Write out the full set of records below exactly.
↓
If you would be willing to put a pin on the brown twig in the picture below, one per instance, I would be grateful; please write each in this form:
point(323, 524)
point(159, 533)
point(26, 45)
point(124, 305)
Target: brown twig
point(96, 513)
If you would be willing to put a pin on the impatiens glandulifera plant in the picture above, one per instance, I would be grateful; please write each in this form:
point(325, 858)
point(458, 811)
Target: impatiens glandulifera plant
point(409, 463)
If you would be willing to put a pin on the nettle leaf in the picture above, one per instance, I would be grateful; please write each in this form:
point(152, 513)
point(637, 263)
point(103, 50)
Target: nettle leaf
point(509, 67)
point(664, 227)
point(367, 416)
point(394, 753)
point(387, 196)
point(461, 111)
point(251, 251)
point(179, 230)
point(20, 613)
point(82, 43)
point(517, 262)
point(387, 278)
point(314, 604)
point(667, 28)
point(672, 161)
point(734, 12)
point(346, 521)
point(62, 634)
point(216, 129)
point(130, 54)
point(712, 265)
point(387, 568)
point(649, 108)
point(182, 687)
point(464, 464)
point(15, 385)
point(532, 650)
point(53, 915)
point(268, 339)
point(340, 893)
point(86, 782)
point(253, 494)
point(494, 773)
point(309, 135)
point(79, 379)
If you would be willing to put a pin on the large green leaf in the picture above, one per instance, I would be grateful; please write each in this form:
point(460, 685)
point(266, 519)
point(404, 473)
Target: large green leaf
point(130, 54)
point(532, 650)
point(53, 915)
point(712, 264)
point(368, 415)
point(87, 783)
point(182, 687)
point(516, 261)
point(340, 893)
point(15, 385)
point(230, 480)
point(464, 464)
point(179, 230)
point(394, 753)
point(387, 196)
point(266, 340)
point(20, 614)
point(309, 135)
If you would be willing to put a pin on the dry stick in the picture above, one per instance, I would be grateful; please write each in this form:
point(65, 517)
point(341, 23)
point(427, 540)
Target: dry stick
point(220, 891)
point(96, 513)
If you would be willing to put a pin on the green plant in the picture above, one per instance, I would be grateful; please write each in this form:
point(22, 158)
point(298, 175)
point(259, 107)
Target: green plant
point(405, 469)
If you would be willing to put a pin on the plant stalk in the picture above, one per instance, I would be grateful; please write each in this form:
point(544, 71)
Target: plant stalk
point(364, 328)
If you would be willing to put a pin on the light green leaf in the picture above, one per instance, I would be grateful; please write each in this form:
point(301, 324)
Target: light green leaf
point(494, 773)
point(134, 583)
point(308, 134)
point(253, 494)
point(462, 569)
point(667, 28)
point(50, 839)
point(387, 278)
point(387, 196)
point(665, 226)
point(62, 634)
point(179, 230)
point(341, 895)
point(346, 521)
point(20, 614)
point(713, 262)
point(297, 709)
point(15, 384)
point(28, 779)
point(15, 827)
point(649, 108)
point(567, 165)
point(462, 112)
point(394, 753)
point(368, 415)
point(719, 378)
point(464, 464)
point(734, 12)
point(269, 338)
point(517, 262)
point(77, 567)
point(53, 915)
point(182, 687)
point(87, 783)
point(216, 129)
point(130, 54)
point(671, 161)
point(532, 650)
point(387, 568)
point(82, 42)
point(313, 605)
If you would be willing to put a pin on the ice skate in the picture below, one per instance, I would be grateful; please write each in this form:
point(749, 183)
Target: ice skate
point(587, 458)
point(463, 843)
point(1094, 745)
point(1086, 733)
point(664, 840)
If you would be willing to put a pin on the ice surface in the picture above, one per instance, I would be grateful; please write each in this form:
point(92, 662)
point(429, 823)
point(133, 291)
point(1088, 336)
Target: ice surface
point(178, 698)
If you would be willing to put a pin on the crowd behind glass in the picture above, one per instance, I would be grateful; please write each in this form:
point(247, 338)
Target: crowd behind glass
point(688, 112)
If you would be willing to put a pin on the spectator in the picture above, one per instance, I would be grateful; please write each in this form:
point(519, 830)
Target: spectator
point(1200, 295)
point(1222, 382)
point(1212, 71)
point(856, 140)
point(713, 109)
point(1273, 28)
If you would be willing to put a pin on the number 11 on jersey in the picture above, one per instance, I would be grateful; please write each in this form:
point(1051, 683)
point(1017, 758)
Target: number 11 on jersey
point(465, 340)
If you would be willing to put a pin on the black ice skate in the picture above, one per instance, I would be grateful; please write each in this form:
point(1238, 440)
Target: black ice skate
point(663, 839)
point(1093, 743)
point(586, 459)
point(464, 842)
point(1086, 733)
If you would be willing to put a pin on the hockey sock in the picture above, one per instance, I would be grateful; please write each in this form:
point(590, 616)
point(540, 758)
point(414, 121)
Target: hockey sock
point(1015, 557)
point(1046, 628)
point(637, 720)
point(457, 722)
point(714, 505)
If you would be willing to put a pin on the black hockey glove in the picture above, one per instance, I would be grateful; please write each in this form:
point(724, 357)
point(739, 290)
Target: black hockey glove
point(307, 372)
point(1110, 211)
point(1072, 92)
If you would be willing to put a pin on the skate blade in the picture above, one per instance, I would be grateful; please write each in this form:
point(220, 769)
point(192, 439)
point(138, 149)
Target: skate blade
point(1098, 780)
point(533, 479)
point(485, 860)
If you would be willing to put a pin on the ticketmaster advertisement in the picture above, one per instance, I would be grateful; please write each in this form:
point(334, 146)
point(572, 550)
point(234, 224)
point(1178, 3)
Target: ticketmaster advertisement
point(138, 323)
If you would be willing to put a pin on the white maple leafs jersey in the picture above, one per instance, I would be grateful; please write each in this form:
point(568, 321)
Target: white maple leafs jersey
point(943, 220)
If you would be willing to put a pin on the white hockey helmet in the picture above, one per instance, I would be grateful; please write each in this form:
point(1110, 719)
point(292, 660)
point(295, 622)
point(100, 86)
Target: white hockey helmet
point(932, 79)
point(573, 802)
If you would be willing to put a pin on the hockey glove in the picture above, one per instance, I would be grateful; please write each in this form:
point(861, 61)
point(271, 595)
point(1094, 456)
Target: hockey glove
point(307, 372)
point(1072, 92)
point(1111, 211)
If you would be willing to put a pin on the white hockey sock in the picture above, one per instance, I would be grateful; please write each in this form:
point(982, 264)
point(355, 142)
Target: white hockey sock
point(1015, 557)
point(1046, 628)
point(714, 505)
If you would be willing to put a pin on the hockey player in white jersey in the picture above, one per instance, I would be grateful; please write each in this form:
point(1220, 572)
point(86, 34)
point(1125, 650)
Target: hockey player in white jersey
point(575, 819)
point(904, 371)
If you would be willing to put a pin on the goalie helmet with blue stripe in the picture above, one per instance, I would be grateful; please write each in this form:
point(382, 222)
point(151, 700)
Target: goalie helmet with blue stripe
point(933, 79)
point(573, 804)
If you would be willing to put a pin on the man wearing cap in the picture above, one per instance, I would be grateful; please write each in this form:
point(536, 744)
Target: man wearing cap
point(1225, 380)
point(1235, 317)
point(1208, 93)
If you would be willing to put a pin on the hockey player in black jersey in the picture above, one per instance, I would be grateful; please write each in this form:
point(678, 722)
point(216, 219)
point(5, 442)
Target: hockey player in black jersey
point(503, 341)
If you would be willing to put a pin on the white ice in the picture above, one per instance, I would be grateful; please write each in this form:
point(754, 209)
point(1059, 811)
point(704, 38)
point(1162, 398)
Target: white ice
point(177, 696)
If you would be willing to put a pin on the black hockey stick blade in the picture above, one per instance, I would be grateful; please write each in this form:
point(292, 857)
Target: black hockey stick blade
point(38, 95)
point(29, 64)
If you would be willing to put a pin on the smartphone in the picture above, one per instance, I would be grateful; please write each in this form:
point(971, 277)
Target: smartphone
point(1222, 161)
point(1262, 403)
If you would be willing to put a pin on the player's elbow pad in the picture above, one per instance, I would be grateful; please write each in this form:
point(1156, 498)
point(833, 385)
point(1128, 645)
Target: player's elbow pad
↑
RIGHT ANSWER
If you would be willing to put a pin on the brown twig in the picture below, one per instance, I would be grateful; please write each in this form:
point(323, 524)
point(159, 533)
point(26, 45)
point(124, 305)
Target: brown twig
point(96, 513)
If you would be willing to put a pin on the impatiens glandulifera plant in the picture above, one per instance, I would be grateful; please write each in this form:
point(325, 858)
point(458, 811)
Target: impatiens glandulifera plant
point(409, 463)
If you would be willing to put a pin on the nettle leaf in the picture above, one per instance, I would be grateful; please write each in this form:
point(152, 513)
point(637, 263)
point(103, 50)
Target: nettle leaf
point(509, 67)
point(664, 227)
point(367, 416)
point(394, 753)
point(387, 196)
point(461, 111)
point(251, 251)
point(179, 230)
point(20, 613)
point(82, 43)
point(517, 262)
point(387, 278)
point(314, 604)
point(667, 28)
point(672, 161)
point(734, 12)
point(346, 521)
point(62, 634)
point(216, 129)
point(130, 54)
point(712, 265)
point(387, 568)
point(649, 108)
point(182, 687)
point(464, 464)
point(15, 385)
point(532, 650)
point(53, 915)
point(268, 339)
point(340, 893)
point(86, 782)
point(253, 494)
point(494, 773)
point(309, 135)
point(79, 379)
If you would be willing to put a pin on the large green leaf in the picture above, one per instance, I would be grateful; please write each in this form:
point(460, 685)
point(266, 519)
point(404, 473)
Target: large green leaf
point(130, 54)
point(532, 650)
point(53, 915)
point(712, 264)
point(368, 415)
point(87, 783)
point(182, 687)
point(516, 261)
point(340, 893)
point(15, 385)
point(230, 480)
point(464, 464)
point(179, 230)
point(394, 753)
point(387, 196)
point(266, 340)
point(20, 614)
point(309, 135)
If you would be willing to put a pin on the dry stick in the picture above, one per instance, I would be grateful; please write each in this form:
point(65, 517)
point(341, 23)
point(427, 540)
Target: dry stick
point(220, 891)
point(96, 513)
If you would be willing to put a pin on the green plant in the picture above, one per instance, I would be grateful; please write each in this form:
point(22, 158)
point(298, 175)
point(259, 107)
Target: green plant
point(405, 469)
If you would be willing to put a pin on the plant stalk in the picture above, one per instance, I would be grateful; please write each in this form:
point(544, 71)
Target: plant stalk
point(364, 328)
If you would be willing to put a pin on the light green leaf in the picture above, one per instance, I would be grateful; please write each in this form:
point(301, 324)
Target: light green leaf
point(494, 773)
point(134, 583)
point(308, 134)
point(253, 494)
point(462, 569)
point(667, 28)
point(50, 839)
point(387, 278)
point(387, 196)
point(665, 226)
point(62, 634)
point(179, 230)
point(341, 895)
point(346, 521)
point(20, 614)
point(713, 262)
point(297, 709)
point(15, 384)
point(28, 779)
point(15, 827)
point(649, 108)
point(567, 165)
point(462, 112)
point(394, 753)
point(368, 415)
point(719, 378)
point(464, 464)
point(734, 12)
point(269, 338)
point(517, 262)
point(77, 567)
point(53, 915)
point(182, 687)
point(87, 783)
point(216, 129)
point(130, 54)
point(671, 161)
point(532, 650)
point(387, 568)
point(82, 42)
point(313, 605)
If you would be willing to put a pin on the ice skate in the picture below, one per instance, I would be grateful; please write each in this form:
point(749, 183)
Target: ice skate
point(587, 458)
point(463, 843)
point(1094, 745)
point(1086, 733)
point(664, 840)
If you would be willing to put a pin on the ice surface in the picture above, one per instance, I would be grateful; please write each in this form:
point(92, 662)
point(429, 823)
point(133, 291)
point(1088, 336)
Target: ice surface
point(178, 698)
If you would be willing to put a pin on the crowd behind glass in the picture above, one per instance, I would be grateful; please write each in this form:
point(247, 338)
Target: crowd behind glass
point(688, 112)
If you would be willing to put a pin on the spectator in the picture above, one per instance, I would be grateful; please write each in this form:
point(519, 830)
Target: spectator
point(1200, 295)
point(1222, 382)
point(1212, 71)
point(856, 140)
point(713, 109)
point(1273, 28)
If you would be willing to put a pin on the number 11 on jersey in the picture above, one per instance, I would be grateful; please write each in this form:
point(1051, 683)
point(1017, 758)
Target: number 11 on jersey
point(465, 340)
If you would be willing to put a pin on the black ice skate in the picture above, one per instance, I would be grateful; please write each in this form:
point(1238, 440)
Target: black ice skate
point(663, 839)
point(1093, 743)
point(586, 459)
point(464, 842)
point(1086, 733)
If you would be willing to put a pin on the hockey sock in the picture above, one per instance, I would be grateful; please write each in this form:
point(590, 616)
point(540, 758)
point(414, 121)
Target: hockey sock
point(1015, 557)
point(1046, 628)
point(637, 720)
point(457, 722)
point(714, 505)
If you would be willing to put a pin on the black hockey glove in the picture above, one per instance, I would be grateful; please write each in this form:
point(724, 357)
point(739, 290)
Target: black hockey glove
point(307, 372)
point(1110, 211)
point(1072, 92)
If you would be willing to put a pin on the skate blade in the picture above, one per instance, I would be grateful; please write each in this form:
point(220, 769)
point(192, 439)
point(138, 149)
Target: skate blade
point(1098, 780)
point(533, 479)
point(485, 860)
If you would be willing to put a pin on the ticketmaster advertisement in the picture above, one per instance, I would be grateful; please write each in this form:
point(334, 146)
point(572, 550)
point(234, 224)
point(1178, 3)
Target: ticketmaster advertisement
point(138, 323)
If you would be willing to put a pin on the white maple leafs jersey in the picture above, one per instance, I would be grateful; please write each in this form:
point(568, 321)
Target: white maple leafs jersey
point(943, 220)
If you would be willing to put a pin on the white hockey helmet in the picture above, one per instance, I would be grateful; please write each in this form:
point(1110, 719)
point(292, 660)
point(295, 622)
point(100, 86)
Target: white hockey helmet
point(932, 79)
point(573, 802)
If you would be willing to put a pin on the hockey glove in the picture above, one per instance, I would be grateful; please write each in this form:
point(861, 61)
point(271, 595)
point(1094, 456)
Target: hockey glove
point(307, 372)
point(1072, 92)
point(1111, 211)
If you would be willing to put a pin on the white hockey sock in the picture above, one per instance, I would be grateful; please write each in this form:
point(982, 264)
point(355, 142)
Target: white hockey sock
point(1015, 557)
point(1046, 628)
point(714, 505)
If you would be willing to put a pin on the hockey player in white jersey in the picture above, one per instance, I would be grateful; please write each in this form:
point(1220, 572)
point(86, 34)
point(1125, 650)
Target: hockey player in white jersey
point(575, 819)
point(904, 371)
If you would be willing to put a pin on the goalie helmet with blue stripe in the picture above, one per instance, I would be grateful; please write each in this form:
point(382, 222)
point(151, 700)
Target: goalie helmet with blue stripe
point(933, 79)
point(573, 804)
If you would be willing to put a pin on the man wearing cap in the picture above, one per instance, I would be grateful; please write each in this form:
point(536, 744)
Target: man wearing cap
point(1225, 380)
point(1235, 317)
point(1208, 93)
If you would be willing to put a pin on the hockey player in black jersey in the picture above, one per instance, I would be grateful; please write each in this form:
point(678, 722)
point(216, 219)
point(5, 442)
Target: hockey player in black jersey
point(503, 341)
If you would be willing to put a pin on the white ice in the picture above, one per instance, I would be grateful; please write each in this form:
point(754, 209)
point(1059, 811)
point(704, 38)
point(1162, 398)
Target: white ice
point(177, 696)
If you would be willing to put a pin on the black hockey stick blade in the picture above, one per instance, I would be grateful; please write each in this form:
point(292, 857)
Target: black hockey stick blade
point(38, 95)
point(29, 64)
If you would be willing to put a pin on the smartphone in the picture above, one per instance, I would be grateful; please write each in this form:
point(971, 277)
Target: smartphone
point(1222, 161)
point(1262, 403)
If you would be willing to put a pin on the player's elbow pad in the picture above, one per instance, I would be grateful; please write each in this form:
point(1156, 498)
point(833, 385)
point(1128, 645)
Target: player's elbow pad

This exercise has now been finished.